§ SELECTED EXTRACT:
↓↓↓

Saturday, December 13, 2008

Prog for the Existentialist

I've been listening to a lot of Pain of Salvation and Ayreon lately, and thinking a lot about what those band's albums, particularly BE, Into The Electric Castle, and 010101110101101001010111, all mean. The common thread in all of those, of course, is the nature of a god or gods, and the purpose of humanity. Now, I'm not intending to turn this into some kind of theological debate, but lyrically, this is a very proggy topic, and it's related to many of the themes I touch on in my own work. I am fascinated by it, and have written what might turn out to be a concept double album regarding the subject, to tell the truth. And nothing gets more proggy than a concept double album, now does it?

My little brother and I were debating about the fabric of reality earlier tonight. He presented a worthy argument: numbers do not exist because they are not real. They are only symbols on paper, you cannot "show" someone what a 3 is, other than using an outside example. I refuted him with the obvious:

3 exists. The symbol itself is just a representation of a concept. That's what variables in algebra and calculus are. Especially in calculus. It doesn't matter what number it is, it can be x. It can be k. It can be n. It can be Ä, or µ, or a picture of a Mudkip or a guitar solo. It doesn't matter, if I assign the symbol to the concept it is valid. That's why a lot of equations start out as "Let x = 2" or something, because it doesn't matter what the symbol is.

... that's a representation of 3 dots.
qqq that's a representation of 3 q's.

If you take one away from them and separate it, it'll become .. .
Or it'll become q qq

o even if you have something that represents 3, and take something that represents 1 away (3-1), you end up with something that represents 2.

I mean, if you want to get really technical about it, language does not exist. All of the words we have are simply representations of concepts within our universe. Can you show me what a book is? A book is a collection of dirty pieces of paper with words on them. A word is a combination of abstract symbols we assign meaning to. What if the letters B-O-O-K meant what we call a guitar? What if the letters G-U-I-T-A-R meant what we call football? What if the letters F-O-O-T-B-A-L-L meant what we call progressive rock music?

All of our numbers and language exist only in our heads, a construction of what our culture has come up with and created so that it can fully express the things important to them. That's why it's said that the Eskimos have so many words for snow, because it obviously surrounds them and is a big part in their lives. There are over 100 words for Jesus in English because of the importance we as a culture place on him.

3 is the symbol we made to represent the concept of there being one and another and another. It is not a thing, but it exists. This same argument could be used to illustrate progressive rock. There has been a long-standing debate over the years as to what constitutes "prog", whether it is used in a literal sense: progressing and pushing the boundaries of music, or by following the genre, being the same as the original "prog bands". Both camps have a valid argument and are certainly entitled to their own opinions, but to be looked at objectively, does "prog" exist at all? Some genres are bordering on extreme nitpicking: for example something like Extreme Death Prog Folk Jazz Metal for Opeth's latest album, while it would be accurate, provides no insight into the actual sound itself. It is perhaps a curse of the word "progressive" in that the genre is so diverse, because it's really hard to explain to people that I like some of the most brutal, technical metal and at the same time, ethereal post-modern wisps of songs, and they are both part of the same genre.

↑↑↑

§ EXERCISE: Please name the two bands the writer of the post says they have been listening to a lot lately. The material has no connection to the post.

§ DATASET EXCERPT:
↓↓↓

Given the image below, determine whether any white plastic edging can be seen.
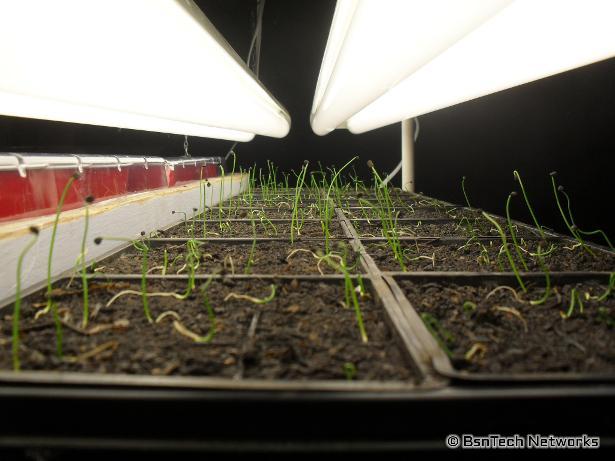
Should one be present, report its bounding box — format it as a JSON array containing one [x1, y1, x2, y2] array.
[[0, 174, 248, 306]]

↑↑↑

§ FULL SOLUTION: Pain of Salvation and Ayreon.